AIM OF THE EXERCISE:
Render the listing below as a Markdown table with the columns Row and Line, numbering each line and skipping blank ones. Leave the pictures out of the table.

☆ ☆ ☆ ☆ ☆

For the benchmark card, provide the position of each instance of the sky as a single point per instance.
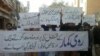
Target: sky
(36, 4)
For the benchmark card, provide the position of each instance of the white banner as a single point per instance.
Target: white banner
(50, 11)
(72, 10)
(50, 16)
(90, 19)
(71, 18)
(50, 19)
(40, 41)
(29, 20)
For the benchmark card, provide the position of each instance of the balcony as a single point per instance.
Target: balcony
(8, 4)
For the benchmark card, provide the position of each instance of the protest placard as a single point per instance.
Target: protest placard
(40, 41)
(29, 20)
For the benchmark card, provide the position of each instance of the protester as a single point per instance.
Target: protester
(96, 33)
(87, 27)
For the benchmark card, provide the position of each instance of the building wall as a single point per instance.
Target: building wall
(93, 6)
(7, 7)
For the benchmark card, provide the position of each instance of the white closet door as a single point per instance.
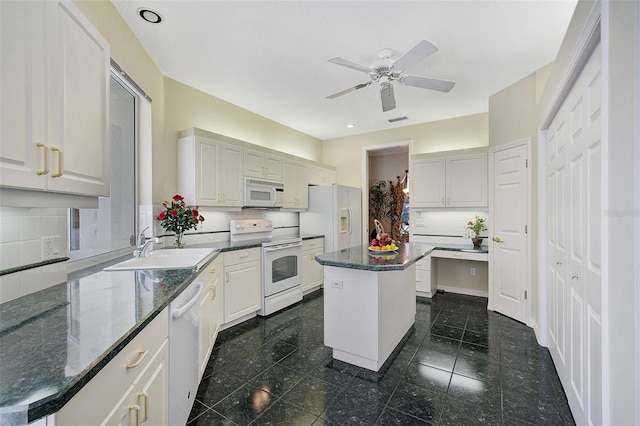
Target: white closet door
(574, 243)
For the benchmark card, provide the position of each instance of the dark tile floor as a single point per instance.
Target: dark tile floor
(459, 365)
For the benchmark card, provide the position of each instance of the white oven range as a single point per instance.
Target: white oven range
(281, 278)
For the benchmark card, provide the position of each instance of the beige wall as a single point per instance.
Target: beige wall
(186, 107)
(456, 133)
(176, 107)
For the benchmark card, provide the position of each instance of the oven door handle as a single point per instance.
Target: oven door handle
(177, 313)
(282, 247)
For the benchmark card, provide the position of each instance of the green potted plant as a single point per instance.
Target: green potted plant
(477, 227)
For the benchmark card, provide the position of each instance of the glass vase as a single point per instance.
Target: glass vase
(179, 242)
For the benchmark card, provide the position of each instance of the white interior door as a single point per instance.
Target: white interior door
(574, 243)
(510, 217)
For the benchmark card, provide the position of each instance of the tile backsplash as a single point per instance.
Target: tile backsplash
(22, 230)
(21, 233)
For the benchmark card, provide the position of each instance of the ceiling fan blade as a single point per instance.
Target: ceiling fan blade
(388, 99)
(350, 89)
(349, 64)
(427, 83)
(419, 52)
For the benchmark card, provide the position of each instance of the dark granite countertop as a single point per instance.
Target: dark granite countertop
(54, 341)
(360, 257)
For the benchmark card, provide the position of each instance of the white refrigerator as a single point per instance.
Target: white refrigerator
(335, 211)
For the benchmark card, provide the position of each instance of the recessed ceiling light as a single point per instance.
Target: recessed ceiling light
(150, 16)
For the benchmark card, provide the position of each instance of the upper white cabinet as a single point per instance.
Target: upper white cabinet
(261, 165)
(209, 172)
(296, 185)
(451, 181)
(321, 176)
(54, 86)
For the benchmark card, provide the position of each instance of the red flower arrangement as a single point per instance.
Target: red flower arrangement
(177, 217)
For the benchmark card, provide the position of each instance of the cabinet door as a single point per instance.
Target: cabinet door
(147, 401)
(241, 290)
(253, 163)
(78, 63)
(427, 183)
(317, 271)
(210, 311)
(321, 176)
(307, 270)
(273, 168)
(231, 171)
(22, 66)
(296, 182)
(206, 173)
(466, 181)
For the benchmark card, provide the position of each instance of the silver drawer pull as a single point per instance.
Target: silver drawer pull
(141, 355)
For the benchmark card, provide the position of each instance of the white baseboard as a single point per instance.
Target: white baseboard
(467, 291)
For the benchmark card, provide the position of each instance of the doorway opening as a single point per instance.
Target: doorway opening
(386, 169)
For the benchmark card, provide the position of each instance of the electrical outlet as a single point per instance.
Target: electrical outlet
(50, 247)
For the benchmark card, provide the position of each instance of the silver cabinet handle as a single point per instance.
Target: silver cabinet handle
(45, 151)
(135, 408)
(59, 152)
(141, 355)
(145, 396)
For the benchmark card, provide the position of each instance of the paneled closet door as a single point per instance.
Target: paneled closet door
(574, 242)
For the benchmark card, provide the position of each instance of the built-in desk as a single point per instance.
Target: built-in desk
(460, 269)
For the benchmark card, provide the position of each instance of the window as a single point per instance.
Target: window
(112, 226)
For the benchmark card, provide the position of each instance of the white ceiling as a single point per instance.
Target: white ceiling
(270, 57)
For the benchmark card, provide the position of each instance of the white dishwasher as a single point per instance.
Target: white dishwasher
(183, 353)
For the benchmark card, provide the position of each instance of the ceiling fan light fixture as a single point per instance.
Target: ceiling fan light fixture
(150, 15)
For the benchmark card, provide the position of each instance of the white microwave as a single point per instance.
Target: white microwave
(263, 193)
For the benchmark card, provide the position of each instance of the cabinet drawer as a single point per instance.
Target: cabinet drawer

☆ ☆ ☆ ☆ ☆

SOLUTION TO THIS TASK:
| Row | Line |
|---|---|
| 1 | For the benchmark card, provide the position of each instance of the sky as a single point per instance. |
| 2 | Target: sky |
| 3 | (36, 4) |
| 4 | For the benchmark card, provide the position of each instance of the white banner as a single point per instance. |
| 5 | Target: white banner |
| 6 | (50, 11) |
| 7 | (72, 10) |
| 8 | (50, 16) |
| 9 | (90, 19) |
| 10 | (71, 18) |
| 11 | (50, 19) |
| 12 | (40, 41) |
| 13 | (29, 20) |
| 14 | For the benchmark card, provide the position of each instance of the balcony as a single point per instance. |
| 15 | Target: balcony |
| 16 | (8, 4) |
| 17 | For the benchmark card, provide the position of each instance of the protest placard as a single point per instance. |
| 18 | Target: protest placard |
| 19 | (40, 41) |
| 20 | (29, 20) |
| 21 | For the benchmark card, provide the position of each instance of the protester as a single point per instance. |
| 22 | Target: protester |
| 23 | (96, 33) |
| 24 | (87, 27) |
| 25 | For the benchmark card, provide the position of each instance of the building wall as a single point per instance. |
| 26 | Target: building wall |
| 27 | (93, 6) |
| 28 | (7, 7) |
| 29 | For the benchmark card, provide the position of each instance of the white closet door as a single point per instance. |
| 30 | Target: white closet door |
| 31 | (574, 243) |
| 32 | For the benchmark card, provide the position of each instance of the dark tile floor as a single point per instance. |
| 33 | Target: dark tile floor |
| 34 | (459, 365) |
| 35 | For the benchmark card, provide the position of each instance of the white oven range as a single point per instance. |
| 36 | Target: white oven range |
| 37 | (281, 278) |
| 38 | For the benchmark card, provide the position of each instance of the beige wall as a single point per instance. |
| 39 | Target: beige wall |
| 40 | (186, 107) |
| 41 | (456, 133) |
| 42 | (176, 107) |
| 43 | For the benchmark card, provide the position of each instance of the oven door handle as a single point per instance. |
| 44 | Target: oven door handle |
| 45 | (177, 313) |
| 46 | (282, 247) |
| 47 | For the benchmark card, provide the position of each instance of the green potted plant as a single point per instance. |
| 48 | Target: green potted plant |
| 49 | (477, 227) |
| 50 | For the benchmark card, provide the position of each instance of the glass vase as a single point per instance. |
| 51 | Target: glass vase |
| 52 | (179, 242) |
| 53 | For the benchmark card, provide the position of each instance of the white interior door as a single point per instance. |
| 54 | Target: white interior door |
| 55 | (574, 243) |
| 56 | (510, 217) |
| 57 | For the benchmark card, provide the position of each instance of the tile backsplash as a single point per instance. |
| 58 | Target: tile backsplash |
| 59 | (22, 230) |
| 60 | (21, 233) |
| 61 | For the benchmark card, provide the position of each instance of the ceiling fan blade as a single point per instance. |
| 62 | Target: ceiling fan blade |
| 63 | (388, 99) |
| 64 | (350, 89) |
| 65 | (349, 64) |
| 66 | (427, 83) |
| 67 | (419, 52) |
| 68 | For the benchmark card, provide the position of each instance of the dark granite countertop as a single point per instance. |
| 69 | Target: dark granite countertop |
| 70 | (54, 341) |
| 71 | (360, 257) |
| 72 | For the benchmark card, provide the position of each instance of the white refrigerator as a single point per instance. |
| 73 | Target: white refrigerator |
| 74 | (335, 211) |
| 75 | For the benchmark card, provide the position of each instance of the recessed ceiling light as a single point per instance. |
| 76 | Target: recessed ceiling light |
| 77 | (150, 16) |
| 78 | For the benchmark card, provide the position of each instance of the upper white cabinet as a single point per instance. |
| 79 | Target: upper white cabinet |
| 80 | (261, 165) |
| 81 | (209, 172) |
| 82 | (296, 185) |
| 83 | (451, 181) |
| 84 | (321, 176) |
| 85 | (54, 86) |
| 86 | For the benchmark card, provide the position of each instance of the red flower arrangement as a single point per instance. |
| 87 | Target: red flower arrangement |
| 88 | (177, 217) |
| 89 | For the benchmark card, provide the position of each instance of the cabinet door as a single point per instance. |
| 90 | Target: cabinet door |
| 91 | (147, 401) |
| 92 | (241, 290) |
| 93 | (253, 163) |
| 94 | (78, 63) |
| 95 | (427, 183) |
| 96 | (317, 271) |
| 97 | (210, 311) |
| 98 | (321, 176) |
| 99 | (307, 270) |
| 100 | (273, 168) |
| 101 | (231, 171) |
| 102 | (22, 66) |
| 103 | (296, 182) |
| 104 | (206, 173) |
| 105 | (466, 181) |
| 106 | For the benchmark card, provide the position of each instance of the silver drawer pull as a single point per instance. |
| 107 | Target: silver drawer pull |
| 108 | (141, 355) |
| 109 | For the benchmark card, provide the position of each instance of the white baseboard as a single point per instance. |
| 110 | Target: white baseboard |
| 111 | (467, 291) |
| 112 | For the benchmark card, provide the position of each instance of the doorway opening as a single point per instance. |
| 113 | Target: doorway opening |
| 114 | (386, 169) |
| 115 | For the benchmark card, provide the position of each instance of the electrical outlet as a single point per instance. |
| 116 | Target: electrical outlet |
| 117 | (50, 247) |
| 118 | For the benchmark card, provide the position of each instance of the silver cabinet handle as a single point per instance. |
| 119 | Target: silver cabinet handle |
| 120 | (45, 151) |
| 121 | (135, 408) |
| 122 | (59, 152) |
| 123 | (141, 355) |
| 124 | (145, 396) |
| 125 | For the benchmark card, provide the position of each instance of the paneled closet door as a single point per instance. |
| 126 | Target: paneled closet door |
| 127 | (574, 242) |
| 128 | For the benchmark card, provide the position of each instance of the built-in desk as a single point per instance. |
| 129 | Target: built-in desk |
| 130 | (460, 269) |
| 131 | For the benchmark card, provide the position of each instance of the window as a single point per instance. |
| 132 | Target: window |
| 133 | (112, 226) |
| 134 | For the benchmark card, provide the position of each instance of the white ceiling as a single point per instance. |
| 135 | Target: white ceiling |
| 136 | (270, 57) |
| 137 | For the benchmark card, provide the position of each instance of the white dishwasher as a single point per instance. |
| 138 | Target: white dishwasher |
| 139 | (183, 353) |
| 140 | For the benchmark card, provide the position of each instance of the ceiling fan light fixture as a single point per instance. |
| 141 | Target: ceiling fan light fixture |
| 142 | (150, 15) |
| 143 | For the benchmark card, provide the position of each instance of the white microwave as a single point per instance. |
| 144 | Target: white microwave |
| 145 | (263, 193) |
| 146 | For the benchmark card, provide the position of each instance of the cabinet drawer as a single point per instance. |
| 147 | Target: cabinet drawer |